Passage given:
- - - - - - -

The agents observed that the Station was using a transmitter that was
not certified by the FCC. After the station owner shut down the
transmitter, the spurious emissions and interference to the FAA
3. On August 10, 2010, the Tampa Office issued a Letter of Inquiry to
Power. In its response, Power admitted that its non-certified
transmitter, consisting of an amplifier and exciter, were in use from
March 19, 2010 until the inspection on June 11, 2010. Power stated
that an FCC certified transmitter was fully operational at Station
WRLE-LP on July 9, 2010.
4. Section 503(b) of the Communications Act of 1934, as amended ("Act"),
provides that any person who willfully or repeatedly fails to comply
substantially with the terms and conditions of any license, or
willfully or repeatedly fails to comply with any of the provisions of
the Act or of any rule, regulation or order issued by the Commission
thereunder, shall be liable for a forfeiture penalty. Section
312(f)(1) of the Act defines willful as the "conscious and deliberate
commission or omission of [any] act, irrespective of any intent to
violate" the law. The legislative history to section 312(f)(1) of the
Act clarifies that this definition of willful applies to both sections
312 and 503(b) of the Act, and the Commission has so interpreted the
term in the section 503(b) context. The Commission may also assess a
forfeiture for violations that are merely repeated, and not willful.
The term "repeated" means the commission or omission of such act more
than once or for more than one day.
5. Section 73.1660(a)(2) of the Rules states that an LPFM transmitter
shall be certified for compliance with the requirements of this part
following the procedures described in part 2 of this chapter. On June
11, 2010, an agent from the Tampa Office observed Station WRLE-LP
using a transmitter that was not certified by the Commission. It was
this transmitter that apparently was causing direct interference with
air traffic control. Power admitted that the station used this
transmitter from March 19, 2010 until June 11, 2010. Thus, based on
the evidence before us, we find that Power apparently willfully and
repeatedly violated section 73.1660(a)(2) of the Rules by utilizing a
non-certified LPFM transmitter.

- - - - - - -

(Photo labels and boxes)
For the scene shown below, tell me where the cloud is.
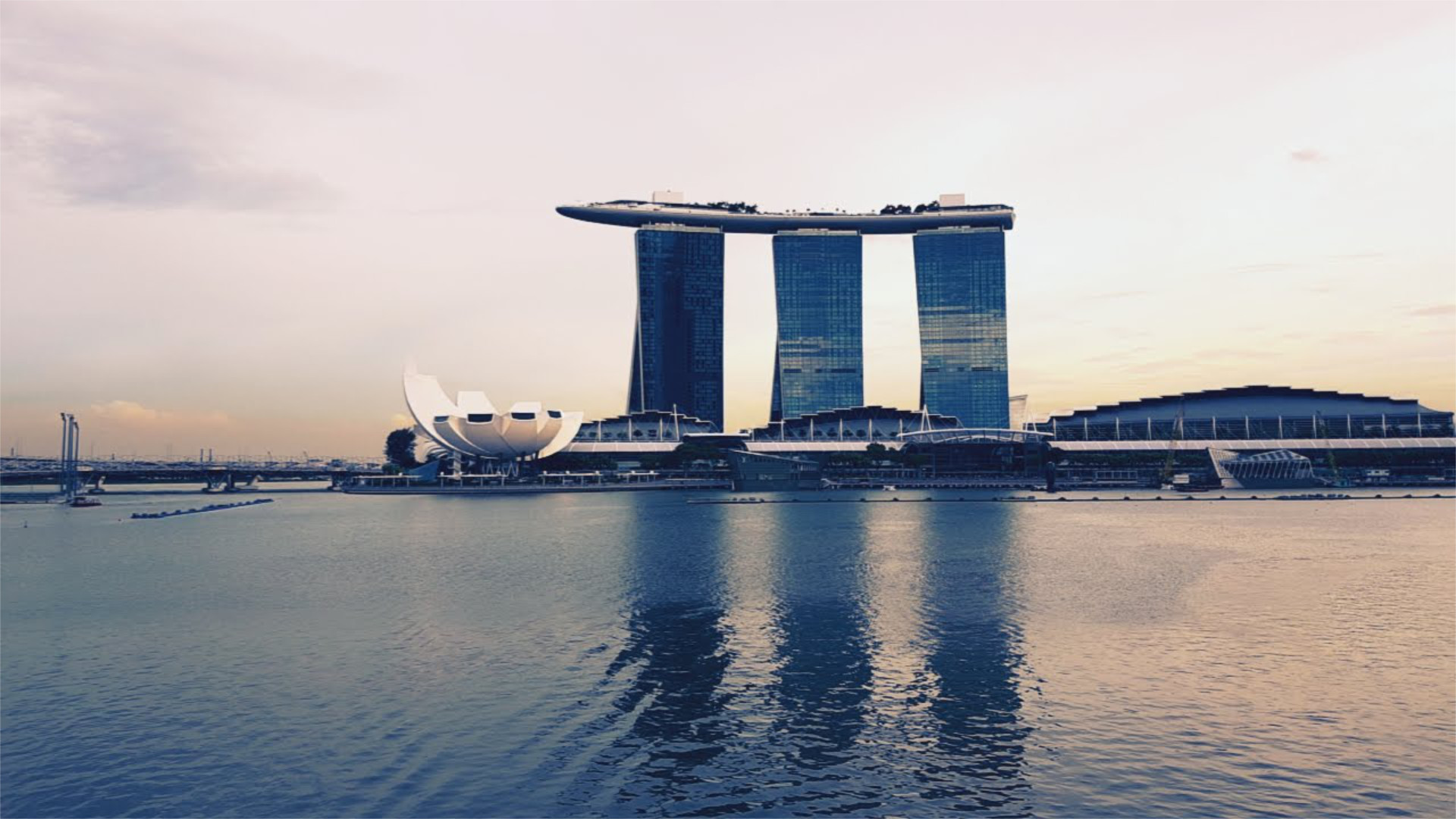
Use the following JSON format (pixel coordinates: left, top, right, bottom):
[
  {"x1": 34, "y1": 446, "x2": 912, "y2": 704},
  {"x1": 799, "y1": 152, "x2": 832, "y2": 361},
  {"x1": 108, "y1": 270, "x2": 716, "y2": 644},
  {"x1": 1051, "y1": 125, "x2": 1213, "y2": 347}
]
[
  {"x1": 90, "y1": 400, "x2": 233, "y2": 427},
  {"x1": 0, "y1": 3, "x2": 359, "y2": 210},
  {"x1": 1407, "y1": 305, "x2": 1456, "y2": 316}
]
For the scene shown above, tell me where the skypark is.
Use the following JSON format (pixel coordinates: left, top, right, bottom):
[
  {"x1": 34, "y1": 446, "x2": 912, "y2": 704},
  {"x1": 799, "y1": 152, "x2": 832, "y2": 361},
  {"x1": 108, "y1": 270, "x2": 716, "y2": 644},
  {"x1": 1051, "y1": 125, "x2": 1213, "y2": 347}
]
[{"x1": 556, "y1": 199, "x2": 1016, "y2": 233}]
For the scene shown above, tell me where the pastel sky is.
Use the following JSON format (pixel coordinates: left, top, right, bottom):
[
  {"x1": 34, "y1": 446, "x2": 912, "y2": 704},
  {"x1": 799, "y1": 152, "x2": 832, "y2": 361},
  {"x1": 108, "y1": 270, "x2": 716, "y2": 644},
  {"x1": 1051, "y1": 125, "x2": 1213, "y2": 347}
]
[{"x1": 0, "y1": 2, "x2": 1456, "y2": 456}]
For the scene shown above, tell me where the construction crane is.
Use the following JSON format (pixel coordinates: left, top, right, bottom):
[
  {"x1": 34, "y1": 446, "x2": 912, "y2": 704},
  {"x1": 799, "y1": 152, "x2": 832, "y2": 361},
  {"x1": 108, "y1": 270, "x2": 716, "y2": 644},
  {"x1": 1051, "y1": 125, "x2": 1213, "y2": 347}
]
[{"x1": 1163, "y1": 398, "x2": 1184, "y2": 487}]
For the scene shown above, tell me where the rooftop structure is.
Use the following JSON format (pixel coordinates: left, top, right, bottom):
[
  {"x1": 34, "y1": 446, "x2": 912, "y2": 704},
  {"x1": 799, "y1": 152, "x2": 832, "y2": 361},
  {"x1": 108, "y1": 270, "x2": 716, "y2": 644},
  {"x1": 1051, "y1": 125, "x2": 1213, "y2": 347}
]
[
  {"x1": 556, "y1": 194, "x2": 1016, "y2": 233},
  {"x1": 1032, "y1": 384, "x2": 1453, "y2": 440}
]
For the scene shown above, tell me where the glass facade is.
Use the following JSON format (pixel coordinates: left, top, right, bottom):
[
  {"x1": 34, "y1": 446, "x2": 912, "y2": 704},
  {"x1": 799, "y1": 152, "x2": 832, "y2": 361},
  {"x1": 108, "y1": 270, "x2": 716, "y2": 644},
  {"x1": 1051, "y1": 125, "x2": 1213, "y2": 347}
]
[
  {"x1": 769, "y1": 231, "x2": 864, "y2": 419},
  {"x1": 915, "y1": 228, "x2": 1010, "y2": 428},
  {"x1": 628, "y1": 224, "x2": 723, "y2": 430}
]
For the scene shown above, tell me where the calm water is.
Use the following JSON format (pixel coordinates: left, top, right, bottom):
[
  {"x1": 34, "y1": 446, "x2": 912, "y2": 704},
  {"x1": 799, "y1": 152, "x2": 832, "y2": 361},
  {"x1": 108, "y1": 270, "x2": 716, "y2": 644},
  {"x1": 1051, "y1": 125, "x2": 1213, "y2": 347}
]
[{"x1": 0, "y1": 493, "x2": 1456, "y2": 816}]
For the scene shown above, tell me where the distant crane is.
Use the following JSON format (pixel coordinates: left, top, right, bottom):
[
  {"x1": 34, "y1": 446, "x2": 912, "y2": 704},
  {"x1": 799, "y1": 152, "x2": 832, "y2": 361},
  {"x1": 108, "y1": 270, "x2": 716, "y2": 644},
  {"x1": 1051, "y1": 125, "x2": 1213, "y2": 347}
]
[{"x1": 1163, "y1": 398, "x2": 1184, "y2": 487}]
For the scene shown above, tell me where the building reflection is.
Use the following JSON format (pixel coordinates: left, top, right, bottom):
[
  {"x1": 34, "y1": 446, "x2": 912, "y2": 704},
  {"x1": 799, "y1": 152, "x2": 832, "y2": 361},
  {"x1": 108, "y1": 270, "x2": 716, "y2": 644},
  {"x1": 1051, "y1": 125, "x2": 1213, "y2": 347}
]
[
  {"x1": 770, "y1": 506, "x2": 872, "y2": 774},
  {"x1": 578, "y1": 503, "x2": 733, "y2": 813},
  {"x1": 920, "y1": 504, "x2": 1031, "y2": 814}
]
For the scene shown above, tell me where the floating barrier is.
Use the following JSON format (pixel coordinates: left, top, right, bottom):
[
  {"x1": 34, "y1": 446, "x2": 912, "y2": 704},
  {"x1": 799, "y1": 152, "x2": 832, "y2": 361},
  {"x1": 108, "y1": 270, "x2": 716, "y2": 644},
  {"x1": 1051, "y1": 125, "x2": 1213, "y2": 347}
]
[
  {"x1": 687, "y1": 493, "x2": 1456, "y2": 506},
  {"x1": 131, "y1": 497, "x2": 272, "y2": 520}
]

- - - - - - -

Prompt: List every distinct calendar date mentioned in the passage about the Station WRLE-LP transmitter. The records were taken from a different source than the text.

Solution to the exercise:
- March 19, 2010
- June 11, 2010
- July 9, 2010
- August 10, 2010